:: EXTRACTED RECORDS ::

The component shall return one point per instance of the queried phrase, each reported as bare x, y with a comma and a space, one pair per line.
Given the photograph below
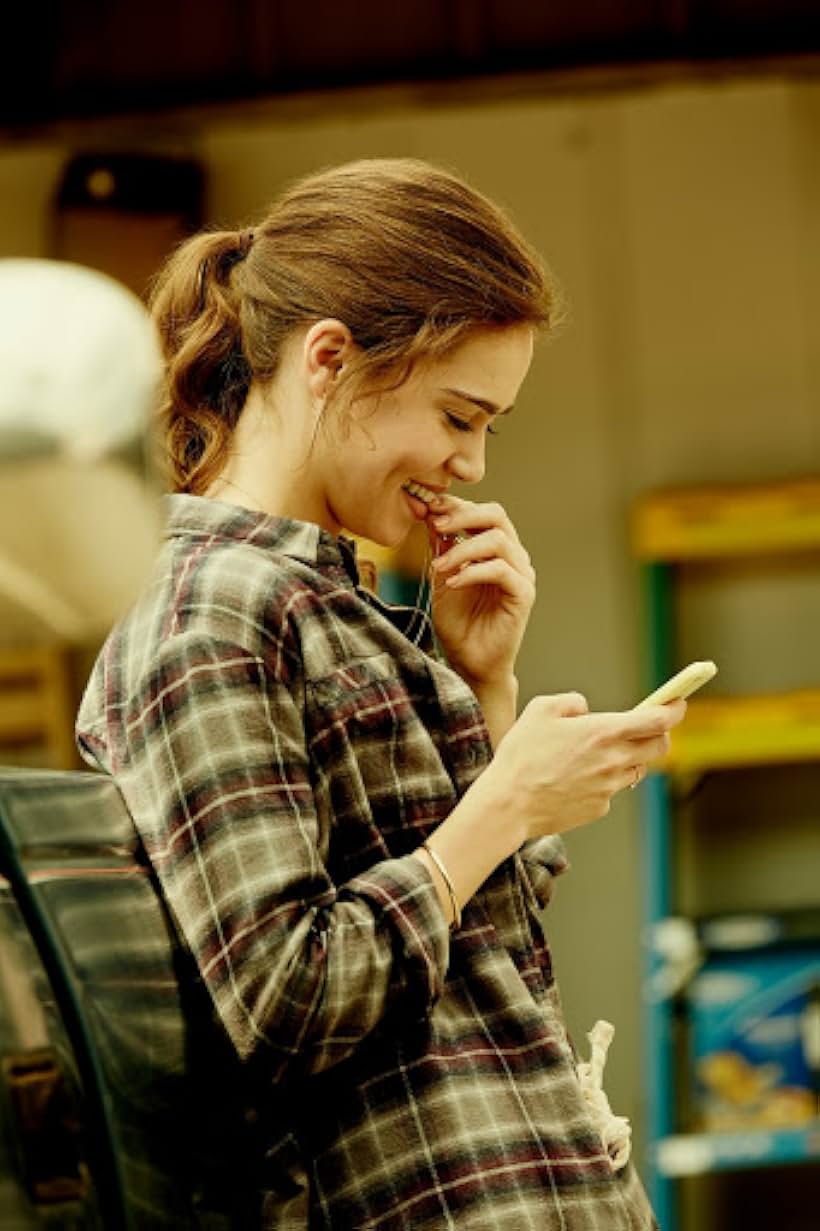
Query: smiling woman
351, 827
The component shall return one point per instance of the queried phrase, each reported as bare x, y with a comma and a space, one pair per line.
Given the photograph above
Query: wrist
499, 702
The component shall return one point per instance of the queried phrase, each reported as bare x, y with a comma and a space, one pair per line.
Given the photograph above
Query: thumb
565, 704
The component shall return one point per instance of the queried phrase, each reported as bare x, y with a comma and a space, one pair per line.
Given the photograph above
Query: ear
326, 346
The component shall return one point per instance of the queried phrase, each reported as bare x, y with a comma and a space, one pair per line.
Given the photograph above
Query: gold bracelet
445, 877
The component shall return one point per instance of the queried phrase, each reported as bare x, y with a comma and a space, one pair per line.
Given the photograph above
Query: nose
468, 462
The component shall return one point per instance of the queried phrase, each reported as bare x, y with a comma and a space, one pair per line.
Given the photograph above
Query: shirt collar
198, 517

:::

■ **GOAL**
Without the pictures, reproduce every line of the records above exactly.

■ **SOLUTION**
The component shall return one point per instance of the queried phrase, each reported as bare x, y with a comma and a space, one pair per line.
Given the photograph below
Query: smiling woman
351, 827
The component shall return one point per instance of the queried phrase, each reported as bare x, y with a comma and a space, one pair per line.
Given the photograph above
Query: wrist
499, 702
The component shall return one point per instance of the queried phrase, each reported as bare x, y with a comma and a space, one pair per line.
Given the photograph above
Query: thumb
565, 704
The component shall return one point per instance of the queried phrase, each reported as bare x, y with a comma and a space, one pair per line.
Given the photograph above
Query: ear
326, 346
The component shall return one point per instance of the queried phrase, each reported as bare x, y with a comma and a space, one pair per line.
Given the photograph above
Query: gold bracelet
445, 877
The component shall return one point per instance of the queried phrase, each reported as bare x, y with a comma and a space, one pair per line.
Given the photograph above
Query: nose
468, 462
The component shall return one point per instance of the queried phrase, each reported as bare x, y with a comma and a space, one pair per line.
Given the photograph above
Query: shirt collar
198, 517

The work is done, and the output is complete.